═══ 文章节选 ═══
Spark ML Pipeline机器学习流程回归分析

概述使用“Bike Sharing”数据集，使用Spark机器学习流程（ML Pipeline）回归分析，使用决策树回归分析，在不同情况（季节、月份、时间、假日、星期、工作日、天气、温度、体感温度、湿度、风速等）来预测每个小时的租用数量，并且使用训练验证与交叉验证找出最佳模型，提高预测准确度，最后使用GBT(Gradient-Boosted Tree)梯度提升决策树，进一步提高预测准确度。分为三个

qq_2413336182

1219人浏览 · 2020-06-13 09:55:06

qq_2413336182 · 2020-06-13 09:55:06 发布

概述

使用“Bike Sharing”数据集，使用Spark机器学习流程（ML Pipeline）回归分析，使用决策树回归分析，在不同情况（季节、月份、时间、假日、星期、工作日、天气、温度、体感温度、湿度、风速等）来预测每个小时的租用数量，并且使用训练验证与交叉验证找出最佳模型，提高预测准确度，最后使用GBT(Gradient-Boosted Tree)梯度提升决策树，进一步提高预测准确度。
分为三个阶段：

建立机器学习流程pipeline
包含3个阶段（stages），前2个阶段是数据处理，第3个阶段是DecisionTreeRegressor，机器学习决策树回归分析。
VectorAssembler:将所有的特征字段整合成Vector.
VectorIndexer：将不重复数值的数量小于等于maxCategories参数值对应的字段视为分类字段，否则视为数值字段。
DecisionTreeRegressor：决策树回归分析。
训练
“训练数据DataFrame”使用pipeline.fit()进行训练，系统会按照顺序执行每一个字段，最后产生pipelineModel模型，pipelineModel与pipeline类似，只是多了训练后建立的模型Model。
预测
“新数据DataFrame”使用pipelineModel.transform()，系统会按照顺序执行每一个字段，最后使用DecisionTree Regressor Model进行预测。预测完成后会产生“预测结构DataFrame”。
数据集下载：https://download.csdn.net/download/qq_41986872/12519365
书籍：Python Spark 2.0 Hadoop机器学习与大数据实战_林大贵(著)

实现过程

2.1 数据准备

导入数据，查看项数，查看所有字段：

hour_df=spark.read.format('csv')\
            .option("header","true").load("hour.csv")
hour_df.count()
print(hour_df.columns)

可以看到一共17379数据。
舍弃不需要的字段：

hour_df=hour_df.drop("instant").drop("dteday")\
                .drop("yr").drop("casual").drop("registered")

使用printSchema（）查看导入数据的Schema，可以看到所有的字段都是String数据格式：

hour_df.printSchema()

导入相关模块，用来读取字段数据，将string转为double：

from pyspark.sql.functions import col
hour_df=hour_df.select([col(column).cast("double").alias(column)for column in hour_df.columns])
═══ 数据清单 ═══
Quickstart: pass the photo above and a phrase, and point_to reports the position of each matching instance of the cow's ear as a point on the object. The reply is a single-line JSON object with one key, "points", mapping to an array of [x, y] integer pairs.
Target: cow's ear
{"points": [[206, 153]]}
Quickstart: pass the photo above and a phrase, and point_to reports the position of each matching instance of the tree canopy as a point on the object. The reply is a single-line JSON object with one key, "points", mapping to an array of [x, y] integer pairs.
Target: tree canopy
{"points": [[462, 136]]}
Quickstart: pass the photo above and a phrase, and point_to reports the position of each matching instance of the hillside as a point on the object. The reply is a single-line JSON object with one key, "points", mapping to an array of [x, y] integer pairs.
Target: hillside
═══
▸ **任务清单**:
1. 把这篇Spark回归分析文章从“hour_df=spark.read.format('csv')\”到“hour_df.printSchema()”这一段一字不差地照抄下来。
2. 在这篇Spark回归分析文章里，导入的数据一共有多少项？
3. 接着这篇Spark回归分析文章最后的内容往下写。
这份清单用不着。

▸ **最终答案**:
1.
hour_df=spark.read.format('csv')\
            .option("header","true").load("hour.csv")
hour_df.count()
print(hour_df.columns)

可以看到一共17379数据。
舍弃不需要的字段：

hour_df=hour_df.drop("instant").drop("dteday")\
                .drop("yr").drop("casual").drop("registered")

使用printSchema（）查看导入数据的Schema，可以看到所有的字段都是String数据格式：

hour_df.printSchema()

2. 一共17379项。

3.
hour_df.printSchema()

查看前5条数据：

hour_df.show(5)

将数据以7:3的比例分成train_df（训练数据）与test_df（测试数据），并且.cache()暂存在内存中，以加快后续程序运行速度：

train_df,test_df=hour_df.randomSplit([0.7,0.3])
train_df.cache()
test_df.cache()

2.2 建立机器学习pipeline流程

使用VectorIndexer，在数据集中有月份（1_{12）、星期（0}6）、小时（0~23）等字段。在决策树运算时，如果这些字段被视为分类字段，计算后准确率会比较高。
将设置maxCategories=24，月份（不重复数值的数量为12），星期（不重复数值的数量为7）、小时（不重复数值的数量为24）不重复数值的数量小于等于maxCategories，所以月份、星期、小时都会被决策树算法视为分类字段。
导入模块：

from pyspark.ml import Pipeline
from pyspark.ml.feature import StringIndexer,VectorIndexer,VectorAssembler
from pyspark.ml.regression import DecisionTreeRegressor

创建特征字段List，hour_df除了最后一个字段是label，其他都是特征字段：

featuresCols=hour_df.columns[:-1]
print (featuresCols)

建立pipeline，并查看：

vectorAssembler = VectorAssembler(inputCols=featuresCols,outputCol="aFeatures")
vectorIndexer = VectorIndexer(inputCol="aFeatures",outputCol='features',maxCategories=24)
dt = DecisionTreeRegressor(labelCol='cnt',featuresCol='features')
dt_pipeline = Pipeline(stages=[vectorAssembler,vectorIndexer,dt])
dt_pipeline.getStages()

2.3 使用dt_pipeline进行数据处理与训练

使用dt_pipeline.fit进行训练，传入train_df训练数据，训练数据执行pipeline的所有字段vectorAssembler，vectorIndexer和dt，最后结构是dt_pipelineModel：

dt_pipelineModel=dt_pipeline.fit(train_df)

查看训练完的决策树模型：

dt_pipelineModel.stages[2]
print(dt_pipelineModel.stages[2].toDebugString[:500])

2.4 使用pipelineModel进行预测

使用transfrom方法传入test_df测试数据并进行预测：

predicted_df=dt_pipelineModel.transform(test_df)

查看新增的字段，查看预测结果：

print(predicted_df.columns)
predicted_df.select('season','mnth','hr','holiday','weekday','workingday',\
                   'weathersit','temp','atemp','hum','windspeed','cnt','prediction').show(10)

2.5 评估模型的准确率

导入RegressionEvaluator模块,创建RegressionEvaluator，传入labelCol、predictCol、metricName参数;

from pyspark.ml.evaluation import RegressionEvaluator
evaluator=RegressionEvaluator(labelCol='cnt',
                             predictionCol='prediction',metricName='rmse')
计算RMSE:
predicted_df=dt_pipelineModel.transform(test_df)
rmse=evaluator.evaluate(predicted_df)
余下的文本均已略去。